TASK INSTRUCTIONS: Your task is to transcribe all of the records exactly and leave out the pictures.

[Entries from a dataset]
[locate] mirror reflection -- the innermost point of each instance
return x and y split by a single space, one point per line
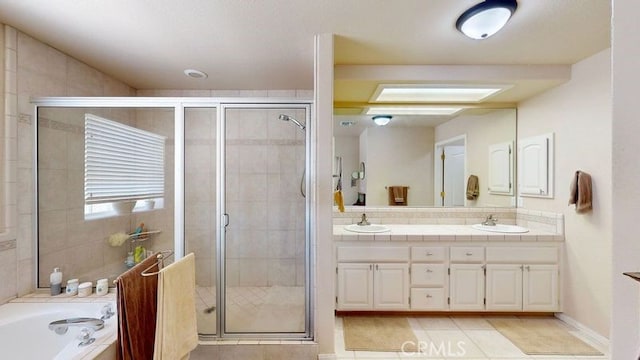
419 161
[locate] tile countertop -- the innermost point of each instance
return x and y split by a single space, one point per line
441 233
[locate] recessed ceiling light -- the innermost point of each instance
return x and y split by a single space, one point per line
381 120
435 93
196 74
486 18
413 110
347 123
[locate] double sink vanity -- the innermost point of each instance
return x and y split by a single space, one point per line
444 260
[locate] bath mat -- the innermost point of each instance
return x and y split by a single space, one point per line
547 336
378 333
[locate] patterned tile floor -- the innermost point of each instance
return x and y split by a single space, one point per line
480 340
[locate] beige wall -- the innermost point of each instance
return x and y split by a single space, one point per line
40 70
482 130
625 330
579 113
399 156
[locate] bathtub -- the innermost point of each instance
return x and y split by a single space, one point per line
25 334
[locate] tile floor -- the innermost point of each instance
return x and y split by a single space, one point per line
253 309
479 339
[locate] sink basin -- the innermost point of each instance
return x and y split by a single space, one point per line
501 228
367 228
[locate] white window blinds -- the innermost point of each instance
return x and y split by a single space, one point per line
121 162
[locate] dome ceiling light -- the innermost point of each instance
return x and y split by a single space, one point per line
486 18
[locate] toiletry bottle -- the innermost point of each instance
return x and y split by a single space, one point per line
56 281
102 287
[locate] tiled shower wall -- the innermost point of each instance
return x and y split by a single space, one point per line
34 69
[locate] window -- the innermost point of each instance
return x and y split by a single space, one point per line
121 163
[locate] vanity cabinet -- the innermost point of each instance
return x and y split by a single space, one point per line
449 277
373 278
373 286
522 279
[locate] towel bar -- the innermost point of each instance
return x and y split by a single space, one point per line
161 256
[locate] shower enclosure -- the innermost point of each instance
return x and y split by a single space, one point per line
235 194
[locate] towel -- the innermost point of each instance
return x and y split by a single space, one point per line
473 187
581 192
339 200
176 329
136 297
398 195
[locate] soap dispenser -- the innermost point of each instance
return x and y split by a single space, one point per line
56 281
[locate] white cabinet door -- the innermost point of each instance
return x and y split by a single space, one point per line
540 288
355 286
504 287
500 169
535 166
466 287
391 287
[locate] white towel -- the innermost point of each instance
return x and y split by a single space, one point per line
176 328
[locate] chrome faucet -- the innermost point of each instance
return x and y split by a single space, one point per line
364 221
490 220
62 326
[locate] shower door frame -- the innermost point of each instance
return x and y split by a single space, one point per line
179 104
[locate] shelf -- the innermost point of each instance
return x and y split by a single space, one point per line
143 236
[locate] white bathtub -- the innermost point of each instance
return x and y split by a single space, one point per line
25 334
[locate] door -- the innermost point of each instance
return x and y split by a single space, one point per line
500 169
504 287
265 243
355 286
391 287
540 288
466 287
534 166
454 187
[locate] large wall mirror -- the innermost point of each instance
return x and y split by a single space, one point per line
433 158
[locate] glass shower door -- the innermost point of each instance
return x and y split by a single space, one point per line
200 210
265 246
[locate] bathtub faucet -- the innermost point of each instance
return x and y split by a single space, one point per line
61 326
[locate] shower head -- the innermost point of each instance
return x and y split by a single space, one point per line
285 117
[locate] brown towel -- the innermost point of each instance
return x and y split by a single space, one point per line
176 327
137 308
473 187
398 195
581 193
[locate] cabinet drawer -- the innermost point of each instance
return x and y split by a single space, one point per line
467 254
428 299
373 254
523 255
429 253
428 274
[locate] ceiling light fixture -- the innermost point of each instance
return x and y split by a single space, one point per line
381 120
196 74
413 110
486 18
435 93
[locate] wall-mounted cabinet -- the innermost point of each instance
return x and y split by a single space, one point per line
535 166
501 169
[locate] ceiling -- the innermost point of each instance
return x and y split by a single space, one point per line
268 44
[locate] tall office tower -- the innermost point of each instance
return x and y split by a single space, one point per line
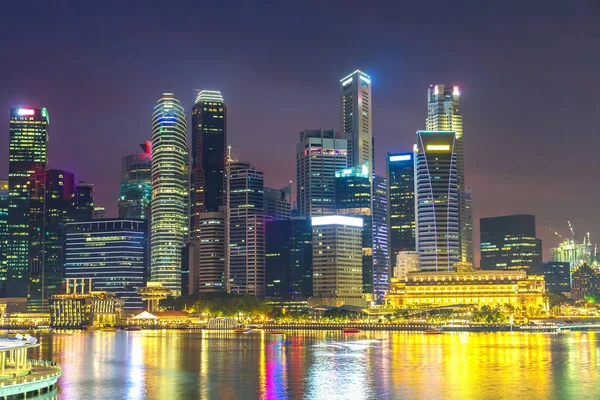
169 210
558 276
47 280
84 202
401 205
356 117
110 252
209 270
245 248
353 198
381 271
26 181
437 203
319 154
337 261
99 212
135 191
3 233
209 154
289 259
443 114
278 203
509 242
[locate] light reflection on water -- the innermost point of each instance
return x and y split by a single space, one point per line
324 365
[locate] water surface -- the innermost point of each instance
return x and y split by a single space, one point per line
324 365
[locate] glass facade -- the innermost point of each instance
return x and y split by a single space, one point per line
437 204
26 180
401 204
245 229
209 155
509 242
289 259
169 221
110 252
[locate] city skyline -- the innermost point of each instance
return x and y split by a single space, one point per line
399 81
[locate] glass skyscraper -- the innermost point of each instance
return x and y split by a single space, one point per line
443 114
356 117
401 204
209 154
245 229
169 222
135 191
509 242
437 204
110 252
26 180
319 154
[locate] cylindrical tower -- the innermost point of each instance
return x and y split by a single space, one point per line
169 192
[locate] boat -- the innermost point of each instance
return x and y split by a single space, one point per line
133 328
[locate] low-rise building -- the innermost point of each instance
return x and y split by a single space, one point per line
480 288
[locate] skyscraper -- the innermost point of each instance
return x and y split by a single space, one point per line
84 202
337 261
509 242
245 248
210 247
135 191
110 252
47 280
401 204
443 114
319 154
3 233
169 191
209 154
26 180
356 117
437 204
277 203
289 259
381 269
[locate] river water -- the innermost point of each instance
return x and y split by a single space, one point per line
326 365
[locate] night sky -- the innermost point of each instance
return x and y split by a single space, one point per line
528 72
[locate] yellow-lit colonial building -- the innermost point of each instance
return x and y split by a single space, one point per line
480 288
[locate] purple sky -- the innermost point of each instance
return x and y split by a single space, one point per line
528 71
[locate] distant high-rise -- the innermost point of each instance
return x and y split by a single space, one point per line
110 252
135 191
245 229
3 233
437 202
47 280
209 270
401 204
277 203
509 242
209 154
443 114
337 261
289 259
84 202
357 118
26 180
319 154
169 221
557 276
381 269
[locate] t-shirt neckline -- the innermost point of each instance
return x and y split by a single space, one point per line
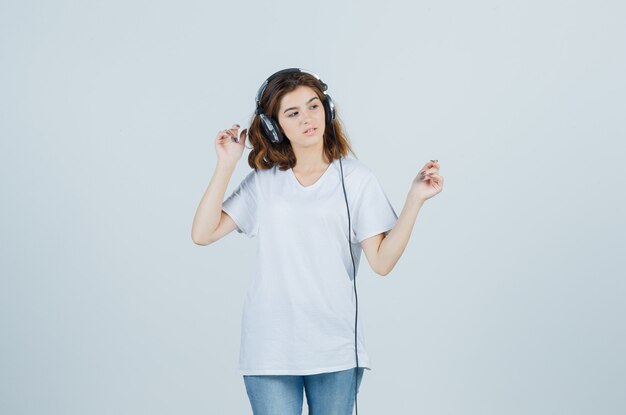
317 182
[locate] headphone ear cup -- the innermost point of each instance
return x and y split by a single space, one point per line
329 108
270 129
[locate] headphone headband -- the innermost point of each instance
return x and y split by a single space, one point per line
259 94
270 126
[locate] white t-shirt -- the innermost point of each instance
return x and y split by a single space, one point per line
299 311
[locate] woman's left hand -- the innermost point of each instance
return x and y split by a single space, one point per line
428 182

ANSWER TO THIS TASK:
[locate] mirror reflection -- the innermost point of each instance
return x and y split by a single space, one point per line
419 161
[locate] tile countertop -- the innermost point of each instance
return x and y split by a single space, one point per line
441 233
[locate] recessed ceiling light -- the innermost point of each instance
return x and y split by a single space, one point per line
381 120
435 93
196 74
486 18
413 110
347 123
[locate] double sink vanity -- the innermost point of each instance
return x and y split by a single space, one point per line
444 260
[locate] bath mat -- the innermost point of each instance
return x and y split by a single space, one point per line
547 336
378 333
[locate] patterned tile floor -- the innermost point of each instance
return x and y split by a single space, one point per line
480 340
[locate] beige wall -- the innermost point of each instance
return x and y split by a single space, one point per line
40 70
482 130
625 330
579 113
399 156
[locate] bathtub -- the innermost point of each instance
return x and y split by a single space, one point per line
25 334
[locate] tile floor -- the innermost point of each instance
return x and y split by a single space, one point per line
253 309
479 339
[locate] sink basin -- the innermost point of each instance
return x and y split by a single space, one point per line
501 228
367 228
[locate] white window blinds -- the innermost point of each instance
return x and y split by a single space, one point per line
121 162
[locate] dome ceiling light -- the innermost point of each instance
return x and y split by a single space, one point per line
486 18
[locate] toiletry bottle -- the innermost point of each instance
return x and y split by a single space, one point per line
56 281
102 287
[locate] tiled shower wall -- the innermost point of each instance
return x and y split by a single space, one point per line
34 69
[locate] window -- the innermost point of each instance
return x and y split by a single space, one point per line
121 163
[locate] vanity cabinet -- the innermost point of each instance
return x and y split by a single space, one point per line
449 277
373 278
373 286
522 279
[locate] towel bar -- the innermost point of each instance
return x and y split by a single space, one point per line
161 256
[locate] shower enclosure -- the innermost point of each instance
return x and y split by a single space, one point per line
235 194
[locate] towel -- the innermost point of each instance
return x and y split by a single space, one point per line
473 187
581 192
339 200
176 329
136 297
398 195
[locate] soap dispenser -- the innermost point of each instance
return x and y split by a single space, one point per line
56 281
[locate] white cabinet door -- the innermost point of each instance
return x and y split by a single space, one point per line
540 288
355 286
504 287
500 169
535 166
466 287
391 287
[locate] white towel -- the innermost point of each instance
return x and y split by a single space, one point per line
176 328
[locate] chrome faucet -- the innermost point of each instance
return x and y split by a single space, one point per line
364 221
490 220
62 326
[locate] shower door frame -- the innermost point of each instance
return x and y split by a single space, one point per line
179 104
[locate] shelf -- the innermost point of each instance
return x and y split by a single space, one point per line
143 236
[locate] white bathtub -- the innermost point of each instance
return x and y split by a single space, one point per line
25 334
[locate] door -- the innermost point of each instance
return x and y split by a single space, one point per line
500 169
504 287
265 243
355 286
391 287
540 288
466 287
534 166
454 187
[locate] large wall mirror -- the innermost point of each instance
return x and y split by a single space, one point per line
433 158
[locate] glass shower door -- the innermost point of each instance
return x and y split by a single space, one point per line
200 210
265 246
[locate] bathtub faucet -- the innermost point of each instance
return x and y split by a single space, one point per line
61 326
[locate] shower head -- the innermost point of each instance
return x and y split by a single space, one point per line
285 117
[locate] brown towel -- the innermost point of each instance
return x and y split by a single space, one point per line
176 327
137 308
473 187
398 195
581 193
[locate] cabinet drawer -- the innermost point of each instance
return x and y split by a single space, one point per line
467 254
428 299
373 254
523 255
429 253
428 274
[locate] ceiling light fixture -- the innermost point of each instance
return x and y split by a single space, one point per line
381 120
196 74
413 110
486 18
435 93
[locate] wall-mounted cabinet -- the innermost point of each instance
return x and y split by a single space, one point per line
535 166
501 169
[locate] ceiling -- the innermost point of each instance
return x and y split by a single space, one point per line
268 44
[locate] tall office tower -- the innermost point of each instance
return x and y split by a single space, one point per line
169 210
558 276
47 280
84 202
401 205
356 117
110 252
209 270
245 248
353 198
381 271
26 181
437 203
319 154
337 261
99 212
135 191
3 233
209 154
289 259
443 114
278 203
509 242
[locate] light reflection on water -- the innermost point of each instance
return x and y split by a single space, one point per line
324 365
[locate] water surface -- the innermost point of each instance
return x and y split by a single space, one point per line
324 365
[locate] glass facade -- the innermost point of each instance
return x and y split by a single space, one point per line
437 204
26 180
401 204
245 229
209 155
509 242
289 259
169 221
110 252
[locate] city skyline -- the innermost point of each instance
return x and y split by a single space, one point per line
399 81
[locate] glass skyscraper -- the innermost point of each instance
return x and y split by a single space, one point per line
443 114
356 117
401 204
209 154
245 229
169 222
135 191
509 242
437 204
110 252
26 180
319 154
[locate] cylindrical tower -- the innermost point of each instance
return x and y split by a single space, one point per line
169 192
[locate] boat -- the innermost point of each instance
return x and y split by a single space, one point per line
133 328
[locate] low-rise building -- the innermost point of each instance
return x and y split by a single space, one point per line
480 288
[locate] skyscraper -- the innermost point of each instance
return x and y split by a single space, one point per line
84 202
337 261
509 242
245 248
210 247
135 191
110 252
47 280
401 204
443 114
319 154
3 233
169 191
209 154
26 180
356 117
437 204
277 203
289 259
381 269
[locate] river water -- the innermost point of each instance
return x and y split by a single space, one point per line
326 365
[locate] night sky -- the innermost point of each instance
return x and y split by a single space, one point per line
528 72
[locate] yellow-lit colonial building -- the innermost point of each instance
return x and y split by a single space, one point per line
480 288
[locate] purple sky -- the innermost point of each instance
return x and y split by a single space, one point per line
528 71
[locate] distant high-rise -- the innermost point of each instance
return x and y split by a single space, one point per line
110 252
135 191
245 229
3 233
437 202
47 280
209 270
401 204
277 203
509 242
209 154
443 114
337 261
289 259
84 202
357 118
26 180
319 154
169 221
557 276
381 269
[locate] t-shirt neckline -- the innermost point of each instance
return x and y split by a single space, one point per line
317 182
[locate] headphone ear cup -- the innermost point of each instance
return x and y split by a single space, one point per line
329 108
270 129
[locate] headphone headband -- the innermost point of each instance
return x and y split by a single space, one point per line
259 94
270 126
[locate] white t-shirt -- the innermost point of each instance
return x and y split by a single space, one point per line
299 311
[locate] woman's left hand -- the innermost point of each instance
return x and y split by a single space, one point per line
428 182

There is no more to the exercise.